Excerpted text:
I'm Offended!

By Michael Edmonds 17/11/2010 4


I enjoy sciblogs in that it provides a forum for those who are interested in science to exchange and debate ideas. Occasionally someone will come along who posts what might be described as “alternative” views, at which point most bloggers will politely attempt to correct any factual errors and explain how science works. Even when such posters persist in anti-scientific and sometimes rude comments, the most common response is to reiterate the facts, perhaps with a little more terseness than usual. At no point have I ever come across any sort of demonisation of the poster.

It would appear however, the same consideration is not extended on less scientifically orientated sites. In a recent tirade against GMO and those who support it Mike Adams of Natural News felt the need to make the following comments:

“Today’s “scientism” followers (the cult worshippers who call themselves “science bloggers”) don’t value life, knowledge or truth. For some astonishing reason, they pick the most evil side of every issue. On the issue of GMOs, for example, they automatically side with Monsanto and DuPont, calling for more biotech Frankenseed interventions that threaten the very future of life on our planet.

On the issue of Big Pharma and the mass-drugging of world citizens with patented synthetic chemicals, the science bloggers of course side with the drug companies! Big Pharma and the FDA can do no wrong in their eyes, and the solution to health is, they say, found in prescribing more chemicals to more people!

If these people were living back in the 1950’s, they would no doubt side with Big Tobacco, because the “science” at that time said cigarettes were actually good for you!”

Now, I don’t mind debating the pros and cons of various scientific technologies with people on a factual basis, but I do take exception to such outrageous and incorrect assertions about science bloggers. The article in question is nothing more than a series of slurs, generalisations and cherry picked information taken out of context, combined with conspiracy theories.

Sometimes this type of article makes me want to reply in kind. I’m sure I could come up with just as many barbed, emotionally charged inaccuracies as the next guy.  However it is not the kind of argument I consider worthy of a science blog. It may sometimes feel like we are defending ourselves with one arm tied behind our backs, but in the long run clear communication and good science should win out.

Shouldn’t it?


4 Responses to “I'm Offended!”

Dataset:
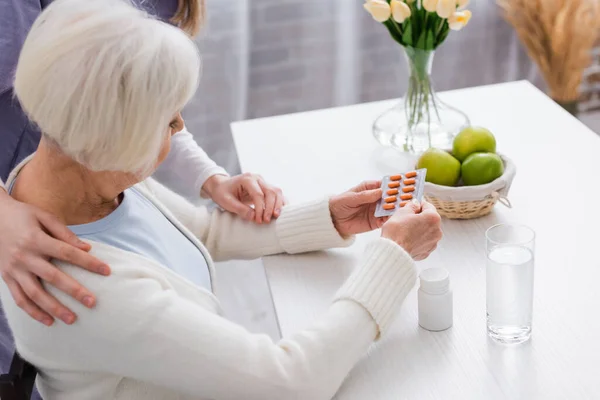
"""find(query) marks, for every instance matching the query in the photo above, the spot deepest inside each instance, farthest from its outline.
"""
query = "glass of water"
(509, 282)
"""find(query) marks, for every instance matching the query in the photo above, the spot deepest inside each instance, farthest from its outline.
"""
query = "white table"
(327, 151)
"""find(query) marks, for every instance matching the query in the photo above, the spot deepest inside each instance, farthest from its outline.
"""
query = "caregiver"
(29, 236)
(157, 332)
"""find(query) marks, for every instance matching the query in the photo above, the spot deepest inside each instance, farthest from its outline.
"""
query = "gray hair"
(102, 80)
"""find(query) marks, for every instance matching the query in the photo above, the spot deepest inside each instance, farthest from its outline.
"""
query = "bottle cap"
(435, 280)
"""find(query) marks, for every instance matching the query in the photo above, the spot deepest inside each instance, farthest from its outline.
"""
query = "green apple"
(473, 140)
(442, 168)
(481, 168)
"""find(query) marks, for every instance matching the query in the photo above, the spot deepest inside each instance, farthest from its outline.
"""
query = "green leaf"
(407, 35)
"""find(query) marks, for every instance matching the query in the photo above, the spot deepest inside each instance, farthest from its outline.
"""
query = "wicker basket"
(467, 202)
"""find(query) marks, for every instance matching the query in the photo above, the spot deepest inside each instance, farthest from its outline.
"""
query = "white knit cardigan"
(155, 335)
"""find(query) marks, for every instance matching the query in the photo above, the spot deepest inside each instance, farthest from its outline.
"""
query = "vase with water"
(421, 120)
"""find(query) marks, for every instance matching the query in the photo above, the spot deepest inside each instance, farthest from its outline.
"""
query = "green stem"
(420, 92)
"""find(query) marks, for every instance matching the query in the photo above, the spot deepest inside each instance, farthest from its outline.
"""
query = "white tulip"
(430, 5)
(459, 20)
(445, 8)
(379, 9)
(462, 4)
(400, 11)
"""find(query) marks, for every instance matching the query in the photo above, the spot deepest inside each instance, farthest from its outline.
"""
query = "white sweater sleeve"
(187, 166)
(300, 228)
(142, 329)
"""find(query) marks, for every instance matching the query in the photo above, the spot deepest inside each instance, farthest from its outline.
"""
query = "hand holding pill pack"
(398, 190)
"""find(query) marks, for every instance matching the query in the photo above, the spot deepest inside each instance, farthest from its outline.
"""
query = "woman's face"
(175, 126)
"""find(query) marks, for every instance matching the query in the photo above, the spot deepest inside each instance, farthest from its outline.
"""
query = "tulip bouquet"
(420, 26)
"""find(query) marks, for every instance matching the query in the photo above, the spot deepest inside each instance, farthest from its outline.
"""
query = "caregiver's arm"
(177, 344)
(300, 228)
(189, 171)
(29, 237)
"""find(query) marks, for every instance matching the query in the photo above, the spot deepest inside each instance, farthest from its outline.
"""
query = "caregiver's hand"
(237, 193)
(352, 211)
(417, 229)
(28, 239)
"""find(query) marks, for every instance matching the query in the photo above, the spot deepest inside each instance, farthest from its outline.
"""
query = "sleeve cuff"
(308, 227)
(207, 173)
(382, 281)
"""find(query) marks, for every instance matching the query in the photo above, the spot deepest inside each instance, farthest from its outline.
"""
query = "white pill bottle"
(435, 300)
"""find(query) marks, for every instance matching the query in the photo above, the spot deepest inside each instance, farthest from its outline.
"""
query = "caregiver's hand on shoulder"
(29, 237)
(237, 193)
(417, 229)
(353, 211)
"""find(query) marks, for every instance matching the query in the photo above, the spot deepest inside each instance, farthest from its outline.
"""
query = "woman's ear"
(176, 124)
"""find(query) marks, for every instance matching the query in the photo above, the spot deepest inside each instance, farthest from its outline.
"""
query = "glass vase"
(421, 120)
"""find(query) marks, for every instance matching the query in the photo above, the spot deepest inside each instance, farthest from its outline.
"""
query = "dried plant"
(559, 36)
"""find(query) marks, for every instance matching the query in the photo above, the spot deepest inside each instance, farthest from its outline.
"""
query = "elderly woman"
(105, 84)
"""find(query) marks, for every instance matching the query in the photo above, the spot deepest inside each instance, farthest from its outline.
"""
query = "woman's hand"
(353, 211)
(28, 239)
(417, 229)
(235, 194)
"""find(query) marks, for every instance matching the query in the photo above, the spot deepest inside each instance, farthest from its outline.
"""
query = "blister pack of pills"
(398, 190)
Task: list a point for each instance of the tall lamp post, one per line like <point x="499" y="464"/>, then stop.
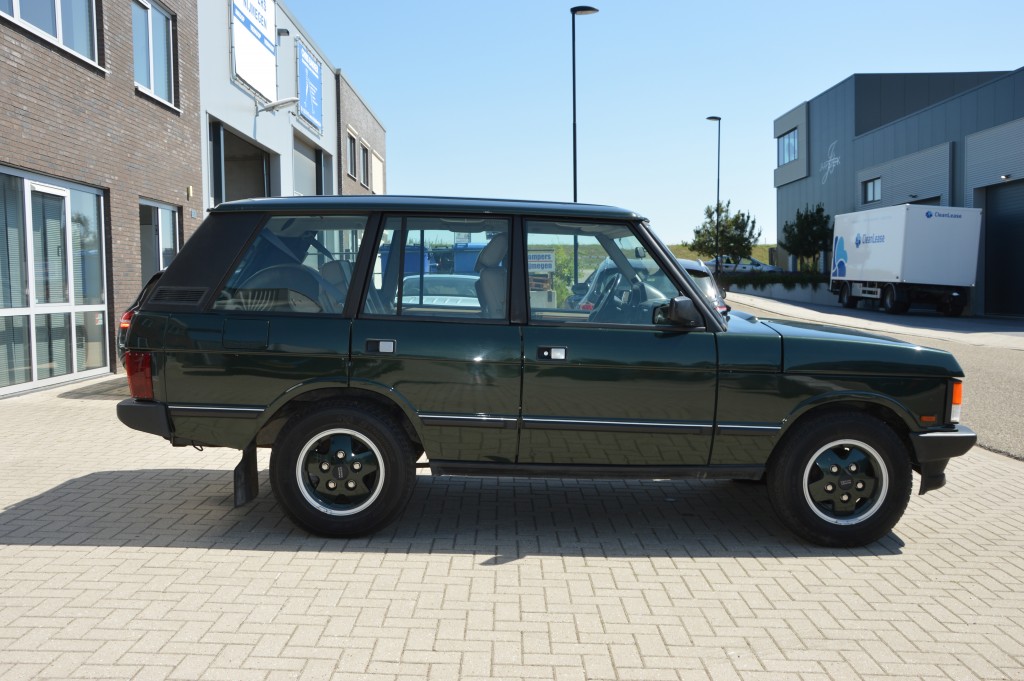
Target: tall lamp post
<point x="579" y="9"/>
<point x="718" y="200"/>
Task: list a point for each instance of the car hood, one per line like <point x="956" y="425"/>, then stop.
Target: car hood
<point x="811" y="348"/>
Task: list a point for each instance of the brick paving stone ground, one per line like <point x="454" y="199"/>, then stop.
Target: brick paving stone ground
<point x="122" y="557"/>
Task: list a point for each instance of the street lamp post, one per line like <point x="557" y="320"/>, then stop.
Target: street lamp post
<point x="580" y="9"/>
<point x="718" y="200"/>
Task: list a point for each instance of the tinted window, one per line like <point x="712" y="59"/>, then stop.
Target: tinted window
<point x="623" y="284"/>
<point x="442" y="267"/>
<point x="296" y="264"/>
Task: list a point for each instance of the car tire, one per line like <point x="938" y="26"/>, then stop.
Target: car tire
<point x="841" y="480"/>
<point x="846" y="298"/>
<point x="342" y="471"/>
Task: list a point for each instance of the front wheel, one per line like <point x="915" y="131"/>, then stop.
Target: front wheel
<point x="841" y="480"/>
<point x="342" y="471"/>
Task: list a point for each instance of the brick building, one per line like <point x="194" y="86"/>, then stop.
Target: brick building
<point x="121" y="123"/>
<point x="99" y="172"/>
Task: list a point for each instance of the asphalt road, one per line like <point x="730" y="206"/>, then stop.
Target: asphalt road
<point x="991" y="352"/>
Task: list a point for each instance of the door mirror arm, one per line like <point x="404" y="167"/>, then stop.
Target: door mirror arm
<point x="679" y="311"/>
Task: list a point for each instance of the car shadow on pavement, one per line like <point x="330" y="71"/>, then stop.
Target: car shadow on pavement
<point x="116" y="388"/>
<point x="497" y="519"/>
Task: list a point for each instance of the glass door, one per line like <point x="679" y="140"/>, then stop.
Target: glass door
<point x="52" y="289"/>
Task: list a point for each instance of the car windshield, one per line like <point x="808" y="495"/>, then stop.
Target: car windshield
<point x="705" y="283"/>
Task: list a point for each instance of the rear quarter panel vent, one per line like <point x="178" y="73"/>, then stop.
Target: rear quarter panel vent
<point x="177" y="295"/>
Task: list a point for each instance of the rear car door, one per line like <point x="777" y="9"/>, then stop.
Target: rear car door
<point x="607" y="386"/>
<point x="432" y="333"/>
<point x="274" y="329"/>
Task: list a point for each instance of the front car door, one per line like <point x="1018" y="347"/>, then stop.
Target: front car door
<point x="607" y="386"/>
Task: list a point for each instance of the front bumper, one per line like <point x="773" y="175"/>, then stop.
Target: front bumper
<point x="147" y="417"/>
<point x="934" y="450"/>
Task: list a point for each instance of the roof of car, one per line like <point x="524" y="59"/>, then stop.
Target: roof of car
<point x="433" y="204"/>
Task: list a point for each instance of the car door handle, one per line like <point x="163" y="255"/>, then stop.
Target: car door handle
<point x="552" y="353"/>
<point x="381" y="346"/>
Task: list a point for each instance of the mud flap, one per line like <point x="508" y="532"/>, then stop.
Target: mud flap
<point x="246" y="477"/>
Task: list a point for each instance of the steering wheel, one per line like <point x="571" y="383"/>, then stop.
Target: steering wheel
<point x="606" y="308"/>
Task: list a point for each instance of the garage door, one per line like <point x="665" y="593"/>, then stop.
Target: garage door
<point x="1004" y="249"/>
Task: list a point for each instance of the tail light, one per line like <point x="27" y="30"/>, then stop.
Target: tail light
<point x="139" y="368"/>
<point x="956" y="401"/>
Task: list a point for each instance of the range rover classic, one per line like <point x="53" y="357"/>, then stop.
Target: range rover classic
<point x="360" y="337"/>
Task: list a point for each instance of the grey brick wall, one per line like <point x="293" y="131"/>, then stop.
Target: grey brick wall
<point x="355" y="117"/>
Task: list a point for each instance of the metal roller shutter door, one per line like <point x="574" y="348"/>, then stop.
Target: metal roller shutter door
<point x="1004" y="249"/>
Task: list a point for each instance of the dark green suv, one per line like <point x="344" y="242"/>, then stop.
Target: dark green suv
<point x="303" y="325"/>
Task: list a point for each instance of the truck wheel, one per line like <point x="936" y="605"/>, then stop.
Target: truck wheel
<point x="889" y="299"/>
<point x="950" y="308"/>
<point x="846" y="298"/>
<point x="841" y="480"/>
<point x="894" y="300"/>
<point x="342" y="471"/>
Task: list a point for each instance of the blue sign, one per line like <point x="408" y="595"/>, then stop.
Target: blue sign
<point x="310" y="87"/>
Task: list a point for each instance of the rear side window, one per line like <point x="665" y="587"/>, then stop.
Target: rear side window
<point x="299" y="263"/>
<point x="435" y="266"/>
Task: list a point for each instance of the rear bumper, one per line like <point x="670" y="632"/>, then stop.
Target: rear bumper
<point x="147" y="417"/>
<point x="934" y="450"/>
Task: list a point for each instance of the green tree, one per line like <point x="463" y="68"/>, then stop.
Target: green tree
<point x="808" y="236"/>
<point x="736" y="236"/>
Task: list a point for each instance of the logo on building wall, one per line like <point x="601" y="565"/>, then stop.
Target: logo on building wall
<point x="829" y="165"/>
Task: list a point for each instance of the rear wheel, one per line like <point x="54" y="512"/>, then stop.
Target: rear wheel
<point x="342" y="471"/>
<point x="843" y="479"/>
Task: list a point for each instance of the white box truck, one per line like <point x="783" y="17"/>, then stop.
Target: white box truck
<point x="906" y="254"/>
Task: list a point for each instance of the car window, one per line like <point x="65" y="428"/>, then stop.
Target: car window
<point x="299" y="263"/>
<point x="625" y="284"/>
<point x="434" y="266"/>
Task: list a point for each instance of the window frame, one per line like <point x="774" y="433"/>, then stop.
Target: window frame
<point x="57" y="38"/>
<point x="352" y="160"/>
<point x="365" y="165"/>
<point x="150" y="6"/>
<point x="788" y="141"/>
<point x="871" y="190"/>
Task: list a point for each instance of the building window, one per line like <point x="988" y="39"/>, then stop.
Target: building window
<point x="309" y="170"/>
<point x="351" y="156"/>
<point x="158" y="237"/>
<point x="872" y="190"/>
<point x="153" y="38"/>
<point x="365" y="166"/>
<point x="53" y="302"/>
<point x="787" y="147"/>
<point x="70" y="23"/>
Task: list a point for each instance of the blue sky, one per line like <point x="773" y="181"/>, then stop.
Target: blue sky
<point x="476" y="94"/>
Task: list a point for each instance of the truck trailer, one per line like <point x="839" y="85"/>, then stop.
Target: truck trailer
<point x="907" y="254"/>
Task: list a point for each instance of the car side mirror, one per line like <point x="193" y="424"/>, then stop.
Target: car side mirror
<point x="680" y="311"/>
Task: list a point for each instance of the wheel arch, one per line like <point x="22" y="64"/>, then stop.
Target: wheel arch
<point x="882" y="409"/>
<point x="354" y="396"/>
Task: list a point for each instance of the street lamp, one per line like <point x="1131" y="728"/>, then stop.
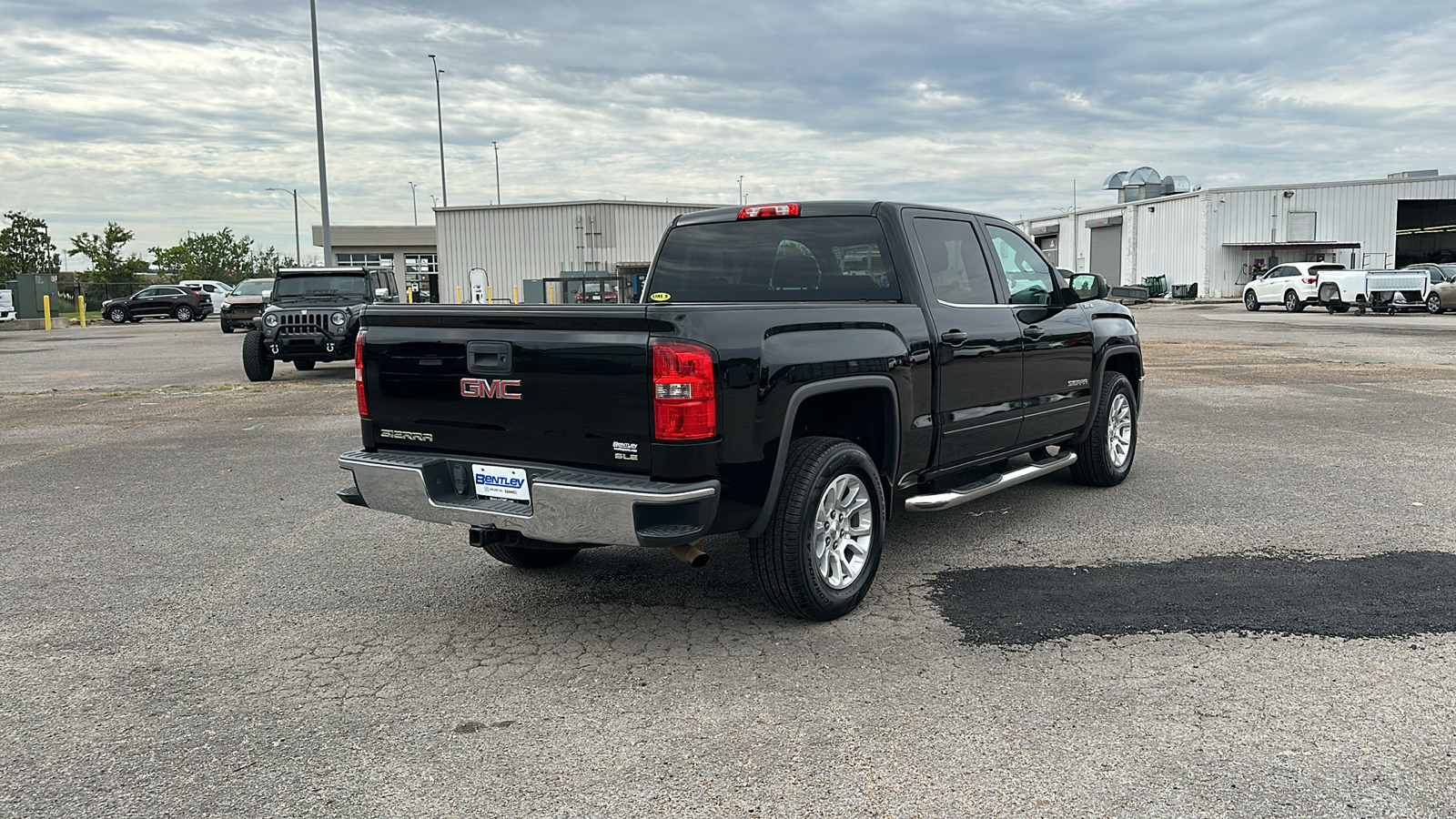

Explore the material:
- a) In the blog post about being offended by the Natural News article, which two companies does Mike Adams say science bloggers side with on GMOs?
- b) Resume the blog post about being offended by the Natural News article, picking up after its last line.

Answer set:
- a) Monsanto and DuPont.

- b)
  • Yes it should. However, the internet is for every man, with every opinion. It enhances our lives in so many ways, but is not regulated to block or remove unfounded comments, therefore they are unfortunately free to influence the impressionable and spread to contribute to a unfounded movement of thinking. Responding in kind would, as you say, undermine what science bloggers work so hard to achieve which is why it isn’t an option, and so raising awareness that it is false seems the next best thing so that you can at least win over those who read a little further, but this does sometimes seem like too weak an effort! I imagine we might have to draw on the knowledge of many other disciplines – for example, experts in the fields of psychology, marketing, public relations, computer science or networking to find some ‘out of the box’ ideas to attempt to get close to addressing these quality communication issues in our beloved internet…

    No disputing that good, clear science should win out… but the huge unanswered question is: how?

  • Jennifer, I’m reassured by your posting. I’ve spent quite a bit of time trying to understand the psychology of belief and how people change their minds. One of the things I have noticed is that human beings are very adaptive – a technique that works to persuade – once understood by the public becomes less persuasive. This is why advertisers seem to be continually changing their strategies.
    I think some of these strategies from areas such as marketing and advertising will be applicable to educating the public with regards to science. However, any that are manipulative in any way cannot, in my opinion, be used for science education as they conflict with what I consider to be two of the key tenets of science – honesty and integrity.
    But this is potentially where we have an advantage over our opponents – when they use manipulative and emotionally charged arguments, we should be able to turn them against them if we can point out how manipulative and inaccurate they are. The key in my opinion is a sustained effort by as many science bloggers and other science communicators as we can muster.
    It wont happen overnight, but it will happen.

  • While on the internet people communicate with people they would otherwise never have contact with, say things they never would in person and post at inopportune times (ie, while drunk). In effect a whole lot of our social filters are gone, or ineffective when we are on the internet.
    In real life I would go to great lengths to avoid getting into a discussion about evolution with a Creationist; on the internets, it happens way too easily!!